Task to complete:
Revise the material starting at the line containing "Exercise. For every instance of the backpack" and ending at the line containing "point(46, 509)", replacing "backpack" with "rucksack" and keeping every other character the same. Return only those lines.

-- Start of Exercise input --

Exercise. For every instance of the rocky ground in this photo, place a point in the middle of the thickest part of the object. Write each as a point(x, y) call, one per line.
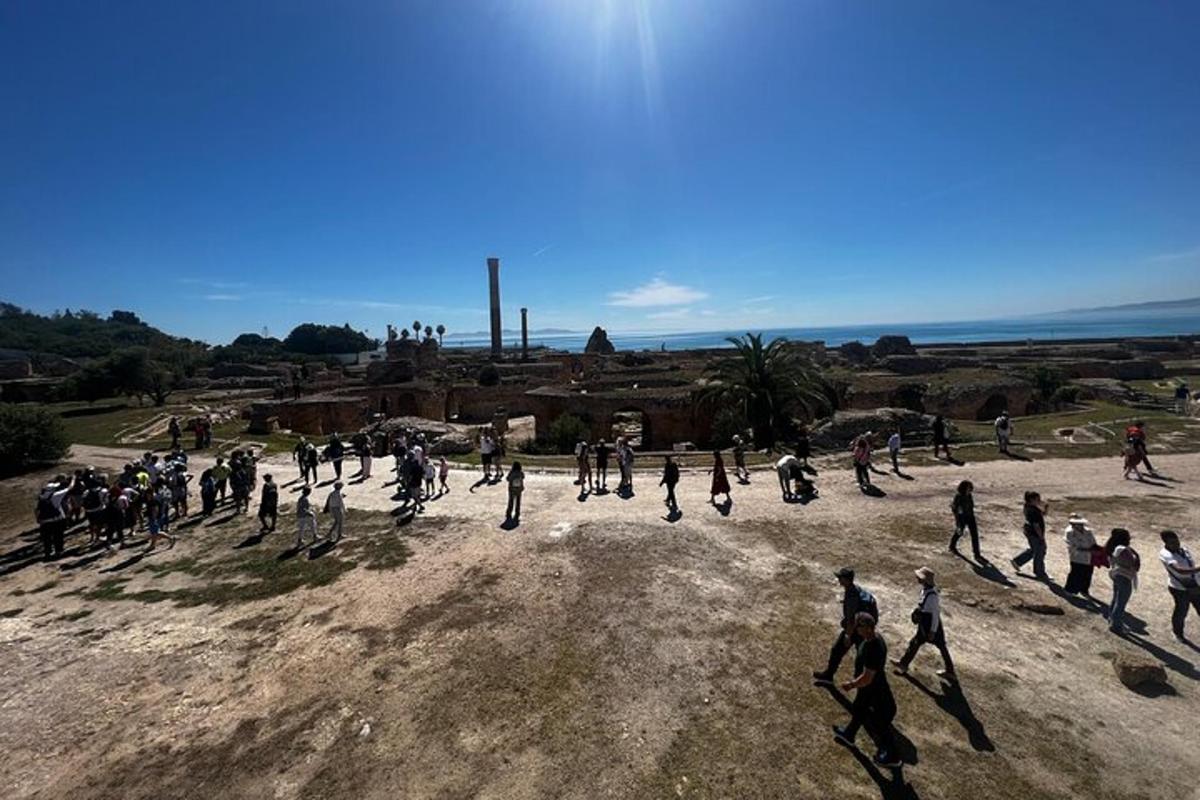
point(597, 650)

-- End of Exercise input --
-- Start of Exercise input --

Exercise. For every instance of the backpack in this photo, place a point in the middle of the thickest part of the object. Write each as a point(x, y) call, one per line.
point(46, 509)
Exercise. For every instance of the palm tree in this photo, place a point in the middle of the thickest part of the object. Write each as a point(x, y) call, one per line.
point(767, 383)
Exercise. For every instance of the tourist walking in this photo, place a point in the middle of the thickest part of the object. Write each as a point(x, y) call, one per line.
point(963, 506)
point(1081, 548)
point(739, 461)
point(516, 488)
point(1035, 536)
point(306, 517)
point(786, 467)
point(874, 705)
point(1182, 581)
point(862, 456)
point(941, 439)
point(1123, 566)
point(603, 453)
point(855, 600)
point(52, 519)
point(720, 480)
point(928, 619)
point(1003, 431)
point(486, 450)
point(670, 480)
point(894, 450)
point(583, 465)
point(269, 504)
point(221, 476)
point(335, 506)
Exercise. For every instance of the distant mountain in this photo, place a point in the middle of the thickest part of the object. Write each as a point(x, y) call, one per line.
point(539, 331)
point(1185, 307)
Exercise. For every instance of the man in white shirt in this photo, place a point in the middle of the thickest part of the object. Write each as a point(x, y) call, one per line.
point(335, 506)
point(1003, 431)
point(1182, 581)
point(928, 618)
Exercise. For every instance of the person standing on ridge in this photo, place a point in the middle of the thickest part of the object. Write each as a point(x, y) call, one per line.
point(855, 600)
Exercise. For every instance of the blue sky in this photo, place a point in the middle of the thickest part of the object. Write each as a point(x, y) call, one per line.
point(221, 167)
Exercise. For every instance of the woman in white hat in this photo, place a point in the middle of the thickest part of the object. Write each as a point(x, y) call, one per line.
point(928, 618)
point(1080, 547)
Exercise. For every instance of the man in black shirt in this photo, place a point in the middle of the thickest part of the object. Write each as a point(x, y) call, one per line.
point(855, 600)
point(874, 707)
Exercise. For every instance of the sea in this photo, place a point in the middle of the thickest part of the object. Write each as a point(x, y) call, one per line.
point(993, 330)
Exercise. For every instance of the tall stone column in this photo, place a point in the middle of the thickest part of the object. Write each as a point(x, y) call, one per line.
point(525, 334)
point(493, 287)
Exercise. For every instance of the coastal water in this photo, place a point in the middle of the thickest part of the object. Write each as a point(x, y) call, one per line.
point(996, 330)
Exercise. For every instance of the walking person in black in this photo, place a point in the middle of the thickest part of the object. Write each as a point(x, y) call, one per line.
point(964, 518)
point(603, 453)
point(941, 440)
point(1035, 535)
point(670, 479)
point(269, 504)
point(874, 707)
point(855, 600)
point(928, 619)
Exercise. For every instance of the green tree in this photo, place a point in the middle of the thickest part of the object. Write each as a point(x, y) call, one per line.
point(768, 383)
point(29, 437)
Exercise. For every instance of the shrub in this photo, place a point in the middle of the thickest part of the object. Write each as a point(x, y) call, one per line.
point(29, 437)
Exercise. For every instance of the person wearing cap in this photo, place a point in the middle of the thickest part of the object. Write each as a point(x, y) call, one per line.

-- End of Exercise input --

Final result:
Exercise. For every instance of the rucksack in this photo, place a point in the middle of the thickest part of the object. Write each as a point(x, y) call, one per line.
point(46, 509)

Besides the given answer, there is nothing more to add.